## [What you should do]
Reproduce the closing part of the entries exactly: the line with "Tag each instance of the stone ledge" and all lines after it, ending with the last line, and nothing else.

>>>

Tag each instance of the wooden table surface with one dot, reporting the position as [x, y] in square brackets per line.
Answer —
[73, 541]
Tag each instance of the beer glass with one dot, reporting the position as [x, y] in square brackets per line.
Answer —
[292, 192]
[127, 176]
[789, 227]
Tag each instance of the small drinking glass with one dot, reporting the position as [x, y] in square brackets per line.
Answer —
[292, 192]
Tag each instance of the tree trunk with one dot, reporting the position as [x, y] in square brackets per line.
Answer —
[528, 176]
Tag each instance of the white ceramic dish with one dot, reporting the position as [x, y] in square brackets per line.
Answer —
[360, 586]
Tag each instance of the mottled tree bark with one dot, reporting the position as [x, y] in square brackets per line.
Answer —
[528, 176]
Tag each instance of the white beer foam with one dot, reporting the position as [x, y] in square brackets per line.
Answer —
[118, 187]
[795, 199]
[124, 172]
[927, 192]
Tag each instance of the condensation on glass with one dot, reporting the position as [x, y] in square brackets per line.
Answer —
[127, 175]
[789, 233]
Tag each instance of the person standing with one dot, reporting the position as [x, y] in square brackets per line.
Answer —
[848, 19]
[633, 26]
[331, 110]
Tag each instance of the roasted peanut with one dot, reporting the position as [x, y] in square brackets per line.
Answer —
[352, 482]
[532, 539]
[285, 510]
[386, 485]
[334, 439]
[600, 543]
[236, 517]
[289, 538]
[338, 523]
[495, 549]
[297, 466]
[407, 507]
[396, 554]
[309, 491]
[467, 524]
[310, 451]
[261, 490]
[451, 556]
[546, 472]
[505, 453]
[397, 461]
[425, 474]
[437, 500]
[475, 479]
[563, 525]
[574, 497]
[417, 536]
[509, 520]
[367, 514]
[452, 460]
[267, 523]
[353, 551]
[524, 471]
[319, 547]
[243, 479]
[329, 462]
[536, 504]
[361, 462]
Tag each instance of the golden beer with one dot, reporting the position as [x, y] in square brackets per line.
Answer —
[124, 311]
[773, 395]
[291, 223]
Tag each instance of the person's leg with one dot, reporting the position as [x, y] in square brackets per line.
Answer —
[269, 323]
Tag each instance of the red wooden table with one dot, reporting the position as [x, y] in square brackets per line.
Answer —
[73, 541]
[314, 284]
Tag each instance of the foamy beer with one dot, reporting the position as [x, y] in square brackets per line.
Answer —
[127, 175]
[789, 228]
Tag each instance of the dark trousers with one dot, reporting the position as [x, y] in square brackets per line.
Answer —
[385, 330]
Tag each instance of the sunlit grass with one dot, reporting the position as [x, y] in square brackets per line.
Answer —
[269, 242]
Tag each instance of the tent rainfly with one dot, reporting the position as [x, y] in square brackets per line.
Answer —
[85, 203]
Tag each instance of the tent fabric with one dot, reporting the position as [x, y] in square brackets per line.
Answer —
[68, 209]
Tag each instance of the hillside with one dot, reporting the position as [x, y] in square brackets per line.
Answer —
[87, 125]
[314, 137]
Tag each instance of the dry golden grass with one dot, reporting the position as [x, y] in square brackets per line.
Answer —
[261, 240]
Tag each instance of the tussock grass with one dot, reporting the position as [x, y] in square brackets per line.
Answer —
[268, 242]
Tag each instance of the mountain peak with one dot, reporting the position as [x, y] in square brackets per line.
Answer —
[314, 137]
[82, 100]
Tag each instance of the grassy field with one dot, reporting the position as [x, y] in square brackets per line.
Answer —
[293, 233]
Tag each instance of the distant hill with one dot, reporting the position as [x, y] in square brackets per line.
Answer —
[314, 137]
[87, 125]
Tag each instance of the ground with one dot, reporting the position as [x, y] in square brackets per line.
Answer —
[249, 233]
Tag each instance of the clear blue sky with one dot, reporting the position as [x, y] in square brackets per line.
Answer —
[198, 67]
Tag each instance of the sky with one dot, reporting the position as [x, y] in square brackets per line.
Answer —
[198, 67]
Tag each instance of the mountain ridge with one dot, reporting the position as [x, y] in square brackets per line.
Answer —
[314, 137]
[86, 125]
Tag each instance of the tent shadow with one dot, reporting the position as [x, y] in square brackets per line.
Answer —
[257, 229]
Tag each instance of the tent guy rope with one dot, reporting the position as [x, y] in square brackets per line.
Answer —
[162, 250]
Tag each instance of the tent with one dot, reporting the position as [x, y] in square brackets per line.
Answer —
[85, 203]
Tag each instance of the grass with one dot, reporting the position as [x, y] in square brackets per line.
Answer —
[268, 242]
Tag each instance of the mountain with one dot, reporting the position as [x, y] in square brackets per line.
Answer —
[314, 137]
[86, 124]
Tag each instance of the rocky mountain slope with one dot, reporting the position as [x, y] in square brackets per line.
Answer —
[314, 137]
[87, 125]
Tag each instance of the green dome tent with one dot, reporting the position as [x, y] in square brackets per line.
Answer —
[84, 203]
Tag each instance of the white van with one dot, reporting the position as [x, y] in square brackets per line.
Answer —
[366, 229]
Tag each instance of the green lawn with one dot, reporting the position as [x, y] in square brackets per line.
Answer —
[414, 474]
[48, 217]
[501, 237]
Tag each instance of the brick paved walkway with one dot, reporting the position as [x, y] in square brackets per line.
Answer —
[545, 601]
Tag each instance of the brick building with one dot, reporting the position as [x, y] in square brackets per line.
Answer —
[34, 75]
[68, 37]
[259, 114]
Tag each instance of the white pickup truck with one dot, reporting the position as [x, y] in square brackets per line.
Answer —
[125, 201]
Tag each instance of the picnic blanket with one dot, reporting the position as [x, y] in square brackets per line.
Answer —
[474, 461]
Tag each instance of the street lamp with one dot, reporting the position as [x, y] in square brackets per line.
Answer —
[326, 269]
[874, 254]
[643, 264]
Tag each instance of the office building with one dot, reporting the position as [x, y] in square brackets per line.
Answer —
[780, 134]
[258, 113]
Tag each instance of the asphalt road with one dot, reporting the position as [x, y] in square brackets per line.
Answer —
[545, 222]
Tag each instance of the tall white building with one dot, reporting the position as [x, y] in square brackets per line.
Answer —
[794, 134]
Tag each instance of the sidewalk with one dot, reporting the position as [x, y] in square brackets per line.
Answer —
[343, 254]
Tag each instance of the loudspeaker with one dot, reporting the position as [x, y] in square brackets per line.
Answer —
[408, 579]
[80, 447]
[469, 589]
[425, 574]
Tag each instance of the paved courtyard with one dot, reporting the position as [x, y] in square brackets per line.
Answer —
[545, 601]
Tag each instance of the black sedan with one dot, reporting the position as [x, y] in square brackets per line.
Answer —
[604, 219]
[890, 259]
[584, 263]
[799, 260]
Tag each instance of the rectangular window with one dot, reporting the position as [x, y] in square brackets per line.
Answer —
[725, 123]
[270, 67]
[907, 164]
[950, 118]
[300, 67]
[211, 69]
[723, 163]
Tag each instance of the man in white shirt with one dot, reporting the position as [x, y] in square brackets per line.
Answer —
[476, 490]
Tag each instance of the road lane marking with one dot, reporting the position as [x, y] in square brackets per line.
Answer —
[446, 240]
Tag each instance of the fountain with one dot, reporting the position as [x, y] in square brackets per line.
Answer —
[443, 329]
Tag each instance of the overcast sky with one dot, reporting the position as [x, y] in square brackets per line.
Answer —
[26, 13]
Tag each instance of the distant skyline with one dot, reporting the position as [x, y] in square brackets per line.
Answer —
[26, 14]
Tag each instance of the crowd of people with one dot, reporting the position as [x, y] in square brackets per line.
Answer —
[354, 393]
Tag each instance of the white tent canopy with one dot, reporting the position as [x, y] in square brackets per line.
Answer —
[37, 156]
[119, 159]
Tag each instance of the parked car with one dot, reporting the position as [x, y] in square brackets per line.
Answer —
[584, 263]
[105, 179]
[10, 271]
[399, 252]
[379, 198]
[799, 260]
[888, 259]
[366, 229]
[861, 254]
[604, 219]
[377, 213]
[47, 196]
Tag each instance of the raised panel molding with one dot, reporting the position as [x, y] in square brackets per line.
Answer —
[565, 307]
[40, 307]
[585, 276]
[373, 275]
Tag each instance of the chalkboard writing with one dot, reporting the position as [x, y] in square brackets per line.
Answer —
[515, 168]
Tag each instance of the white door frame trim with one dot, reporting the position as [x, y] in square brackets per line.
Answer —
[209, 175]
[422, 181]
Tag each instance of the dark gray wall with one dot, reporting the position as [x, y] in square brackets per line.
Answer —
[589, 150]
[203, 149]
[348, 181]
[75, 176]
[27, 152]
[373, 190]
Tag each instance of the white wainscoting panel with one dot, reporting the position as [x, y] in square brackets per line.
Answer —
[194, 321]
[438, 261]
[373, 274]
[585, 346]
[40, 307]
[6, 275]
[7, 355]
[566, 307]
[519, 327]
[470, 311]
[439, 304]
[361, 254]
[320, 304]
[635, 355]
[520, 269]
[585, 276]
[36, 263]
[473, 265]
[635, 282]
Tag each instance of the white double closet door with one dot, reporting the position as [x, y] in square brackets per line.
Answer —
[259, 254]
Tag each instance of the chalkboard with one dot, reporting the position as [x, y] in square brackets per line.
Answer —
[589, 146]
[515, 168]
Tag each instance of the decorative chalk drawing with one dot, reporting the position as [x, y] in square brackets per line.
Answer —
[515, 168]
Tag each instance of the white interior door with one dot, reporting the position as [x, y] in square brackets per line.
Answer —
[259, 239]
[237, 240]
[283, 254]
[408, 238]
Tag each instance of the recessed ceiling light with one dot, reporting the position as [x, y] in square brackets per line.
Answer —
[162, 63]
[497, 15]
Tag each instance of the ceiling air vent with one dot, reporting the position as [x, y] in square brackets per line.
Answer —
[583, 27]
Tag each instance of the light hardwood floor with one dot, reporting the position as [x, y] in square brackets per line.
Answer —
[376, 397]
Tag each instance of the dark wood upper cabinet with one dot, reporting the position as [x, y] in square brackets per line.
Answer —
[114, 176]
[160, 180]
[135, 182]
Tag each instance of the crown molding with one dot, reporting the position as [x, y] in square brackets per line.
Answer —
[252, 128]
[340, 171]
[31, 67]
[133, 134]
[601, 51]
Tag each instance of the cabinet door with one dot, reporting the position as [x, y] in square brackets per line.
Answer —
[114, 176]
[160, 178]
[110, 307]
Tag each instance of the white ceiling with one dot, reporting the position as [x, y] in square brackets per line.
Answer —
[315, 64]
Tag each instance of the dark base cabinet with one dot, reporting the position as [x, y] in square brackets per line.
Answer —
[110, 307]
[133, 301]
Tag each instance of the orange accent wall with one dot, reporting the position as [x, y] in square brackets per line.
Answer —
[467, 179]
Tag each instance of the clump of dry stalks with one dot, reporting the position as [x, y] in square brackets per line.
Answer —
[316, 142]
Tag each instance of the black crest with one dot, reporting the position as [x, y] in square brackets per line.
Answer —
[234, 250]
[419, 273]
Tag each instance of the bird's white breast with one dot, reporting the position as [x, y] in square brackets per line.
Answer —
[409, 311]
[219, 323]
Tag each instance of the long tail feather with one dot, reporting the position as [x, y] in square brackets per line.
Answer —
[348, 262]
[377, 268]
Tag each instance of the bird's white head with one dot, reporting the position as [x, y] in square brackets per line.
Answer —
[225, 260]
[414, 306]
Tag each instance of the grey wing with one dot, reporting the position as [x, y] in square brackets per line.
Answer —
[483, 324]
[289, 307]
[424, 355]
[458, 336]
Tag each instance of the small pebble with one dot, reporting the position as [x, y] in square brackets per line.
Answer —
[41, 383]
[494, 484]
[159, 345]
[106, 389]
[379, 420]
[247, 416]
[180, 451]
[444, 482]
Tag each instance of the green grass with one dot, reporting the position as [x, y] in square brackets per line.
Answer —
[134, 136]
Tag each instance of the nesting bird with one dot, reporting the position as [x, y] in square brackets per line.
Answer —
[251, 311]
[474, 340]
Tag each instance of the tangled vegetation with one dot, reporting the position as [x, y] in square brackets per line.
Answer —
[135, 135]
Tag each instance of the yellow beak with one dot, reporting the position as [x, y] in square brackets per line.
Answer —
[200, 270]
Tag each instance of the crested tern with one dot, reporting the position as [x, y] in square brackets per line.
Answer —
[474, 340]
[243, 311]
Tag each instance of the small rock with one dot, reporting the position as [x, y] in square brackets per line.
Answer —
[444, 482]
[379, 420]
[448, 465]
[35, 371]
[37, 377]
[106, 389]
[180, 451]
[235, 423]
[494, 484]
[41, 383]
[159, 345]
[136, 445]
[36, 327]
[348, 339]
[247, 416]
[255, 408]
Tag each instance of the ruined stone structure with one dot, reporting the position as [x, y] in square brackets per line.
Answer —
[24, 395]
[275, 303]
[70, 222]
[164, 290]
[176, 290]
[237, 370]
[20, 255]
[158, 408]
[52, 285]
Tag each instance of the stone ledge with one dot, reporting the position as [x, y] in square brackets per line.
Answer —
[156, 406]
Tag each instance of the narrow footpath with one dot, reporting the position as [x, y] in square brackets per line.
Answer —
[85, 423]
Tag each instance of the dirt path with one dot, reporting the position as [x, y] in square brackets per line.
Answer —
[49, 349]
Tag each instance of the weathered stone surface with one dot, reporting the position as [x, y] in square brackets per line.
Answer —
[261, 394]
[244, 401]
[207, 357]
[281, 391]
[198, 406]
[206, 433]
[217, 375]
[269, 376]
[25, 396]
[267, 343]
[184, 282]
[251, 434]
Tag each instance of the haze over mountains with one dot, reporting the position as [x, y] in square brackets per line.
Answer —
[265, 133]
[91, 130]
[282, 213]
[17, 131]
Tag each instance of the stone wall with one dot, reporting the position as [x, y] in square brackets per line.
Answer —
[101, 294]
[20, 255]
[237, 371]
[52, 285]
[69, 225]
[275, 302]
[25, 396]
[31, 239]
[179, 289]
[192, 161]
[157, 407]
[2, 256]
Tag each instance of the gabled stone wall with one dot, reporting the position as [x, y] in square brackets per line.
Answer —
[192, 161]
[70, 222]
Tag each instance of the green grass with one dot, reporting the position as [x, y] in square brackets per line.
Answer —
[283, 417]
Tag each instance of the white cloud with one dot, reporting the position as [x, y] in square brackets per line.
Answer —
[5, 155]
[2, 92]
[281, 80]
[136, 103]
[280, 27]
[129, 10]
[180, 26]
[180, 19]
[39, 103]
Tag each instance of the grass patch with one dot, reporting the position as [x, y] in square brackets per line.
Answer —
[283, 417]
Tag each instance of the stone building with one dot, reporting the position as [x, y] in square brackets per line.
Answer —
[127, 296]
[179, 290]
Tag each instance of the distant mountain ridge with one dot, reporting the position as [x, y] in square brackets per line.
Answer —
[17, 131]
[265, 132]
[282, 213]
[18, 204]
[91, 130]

<<<

## [Finished task]
Tag each instance of the stone ledge with one dot, reporting the position as [x, y] in square brackets per line.
Answer —
[156, 406]
Tag each instance of the narrow footpath with one dot, reporting the position as [x, y] in square brackets per line.
Answer —
[85, 423]
Tag each instance of the dirt path with one dot, reporting the position as [x, y] in square brackets per line.
Answer —
[49, 349]
Tag each instance of the weathered stone surface with one dot, reporting the position as [x, y] in square brackets per line.
Answer —
[261, 394]
[244, 401]
[207, 357]
[281, 391]
[198, 406]
[206, 433]
[217, 375]
[269, 376]
[25, 396]
[267, 343]
[184, 282]
[251, 434]
Tag each instance of the haze over mountains with one dot, reporting the position as [x, y] in square brackets per line.
Answer —
[265, 133]
[91, 130]
[282, 213]
[17, 131]
Tag each instance of the stone wall with one dot, reporting the position as [x, y] in square brackets per line.
Answer —
[101, 294]
[20, 255]
[237, 371]
[52, 285]
[69, 225]
[275, 302]
[25, 396]
[31, 239]
[179, 289]
[192, 161]
[157, 407]
[2, 256]
Tag each instance of the gabled stone wall with one dot, reporting the position as [x, y] in square brackets per line.
Answer —
[192, 161]
[70, 222]
Tag each instance of the green grass with one dot, reporting the position as [x, y] in square brackets per line.
Answer —
[283, 417]
Tag each instance of the white cloud with one dot, reporting the position as [x, y] in square brackets per line.
Answer —
[5, 155]
[2, 92]
[281, 80]
[136, 103]
[280, 27]
[129, 10]
[180, 26]
[180, 19]
[39, 103]
Tag each instance of the grass patch with one dot, reporting the position as [x, y] in square brackets per line.
Answer —
[283, 417]
Tag each instance of the stone building with one dot, reporting the position as [x, y] in square brackets per line.
Answer —
[127, 296]
[179, 290]
Tag each instance of the distant mountain ridge with one dot, reporting the position as [x, y] in square brackets per line.
Answer —
[17, 131]
[265, 132]
[282, 213]
[18, 204]
[91, 130]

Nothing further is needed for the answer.